DATA TO USE: Begin

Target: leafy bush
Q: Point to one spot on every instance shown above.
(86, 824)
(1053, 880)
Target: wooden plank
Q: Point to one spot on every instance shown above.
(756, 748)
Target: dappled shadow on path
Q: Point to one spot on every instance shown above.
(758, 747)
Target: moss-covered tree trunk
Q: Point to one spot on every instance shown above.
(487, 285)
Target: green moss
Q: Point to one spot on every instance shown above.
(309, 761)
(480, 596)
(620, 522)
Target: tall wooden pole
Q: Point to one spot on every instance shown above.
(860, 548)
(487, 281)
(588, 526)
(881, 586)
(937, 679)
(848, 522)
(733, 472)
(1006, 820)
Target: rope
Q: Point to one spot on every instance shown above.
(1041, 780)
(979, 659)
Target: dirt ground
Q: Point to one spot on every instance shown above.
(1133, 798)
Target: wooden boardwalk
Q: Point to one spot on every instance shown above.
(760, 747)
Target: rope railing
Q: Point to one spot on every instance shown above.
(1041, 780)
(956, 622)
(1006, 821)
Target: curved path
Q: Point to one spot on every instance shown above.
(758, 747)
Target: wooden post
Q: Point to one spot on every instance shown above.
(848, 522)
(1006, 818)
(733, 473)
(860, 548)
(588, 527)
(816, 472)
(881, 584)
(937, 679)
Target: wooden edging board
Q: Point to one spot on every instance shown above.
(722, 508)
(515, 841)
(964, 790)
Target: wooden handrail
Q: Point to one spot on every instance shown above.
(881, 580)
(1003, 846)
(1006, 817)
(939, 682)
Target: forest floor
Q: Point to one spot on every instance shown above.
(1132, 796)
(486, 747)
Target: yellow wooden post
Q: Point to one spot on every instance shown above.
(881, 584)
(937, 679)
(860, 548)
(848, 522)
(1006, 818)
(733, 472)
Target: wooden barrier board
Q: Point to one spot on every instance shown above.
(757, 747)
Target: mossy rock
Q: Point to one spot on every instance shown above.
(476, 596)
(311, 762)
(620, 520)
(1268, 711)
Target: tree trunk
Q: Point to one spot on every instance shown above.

DATA TO USE: End

All lines above from the one holding "Target: curved path" to the one holding "Target: yellow wooden post", inclusive, are to be copied exactly; no other line is wanted.

Target: curved path
Q: Point to one spot on every instance shown above.
(758, 747)
Target: wooden post
Q: Point to one spot on every instance shown above.
(848, 522)
(1006, 818)
(733, 473)
(860, 548)
(588, 527)
(816, 472)
(881, 584)
(937, 679)
Target: wooden edging board
Q: Point to one spot on every instance shown above.
(722, 508)
(515, 841)
(964, 790)
Target: wooden handrail
Q: Point to one spot on every instance shown above.
(881, 580)
(1003, 846)
(1006, 817)
(939, 682)
Target: forest floor
Q: Point to one spot on every instance shown above.
(1132, 796)
(486, 747)
Target: yellow wooden post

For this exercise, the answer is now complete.